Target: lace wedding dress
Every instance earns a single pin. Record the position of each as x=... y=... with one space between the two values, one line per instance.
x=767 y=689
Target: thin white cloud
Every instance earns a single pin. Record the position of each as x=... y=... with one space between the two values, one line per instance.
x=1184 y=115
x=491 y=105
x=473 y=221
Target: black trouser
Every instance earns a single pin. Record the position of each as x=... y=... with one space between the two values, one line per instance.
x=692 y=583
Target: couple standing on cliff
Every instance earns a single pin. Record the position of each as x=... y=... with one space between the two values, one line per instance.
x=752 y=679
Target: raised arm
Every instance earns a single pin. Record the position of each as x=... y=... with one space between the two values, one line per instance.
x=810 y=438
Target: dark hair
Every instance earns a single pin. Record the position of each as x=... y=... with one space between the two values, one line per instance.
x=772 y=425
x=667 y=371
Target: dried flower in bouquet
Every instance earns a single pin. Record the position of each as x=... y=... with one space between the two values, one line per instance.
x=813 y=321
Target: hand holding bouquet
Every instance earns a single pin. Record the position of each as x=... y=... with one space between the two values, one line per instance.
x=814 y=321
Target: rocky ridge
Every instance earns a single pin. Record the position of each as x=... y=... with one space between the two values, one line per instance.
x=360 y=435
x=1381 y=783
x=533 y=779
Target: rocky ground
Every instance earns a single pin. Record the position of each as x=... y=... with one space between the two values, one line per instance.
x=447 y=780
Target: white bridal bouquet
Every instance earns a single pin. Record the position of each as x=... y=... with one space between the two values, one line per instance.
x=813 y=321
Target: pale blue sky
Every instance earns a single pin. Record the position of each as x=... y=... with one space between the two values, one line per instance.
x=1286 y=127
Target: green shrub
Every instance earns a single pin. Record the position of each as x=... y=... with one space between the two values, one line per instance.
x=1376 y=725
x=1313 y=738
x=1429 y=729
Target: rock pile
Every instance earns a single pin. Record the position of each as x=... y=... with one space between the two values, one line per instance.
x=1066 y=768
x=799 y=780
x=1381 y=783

**DESCRIPTION OF THE TASK**:
When you reach the line holding "Target: black trouser" in the records above, begin reproducing exactly, stop after the line holding "Target: couple standing on cliff", and output nothing else.

**PROBLEM SOLUTION**:
Target: black trouser
Every instance earns a single pin. Record the position of each as x=... y=... with one space between the two values, one line per instance.
x=692 y=583
Target: couple standing on cliff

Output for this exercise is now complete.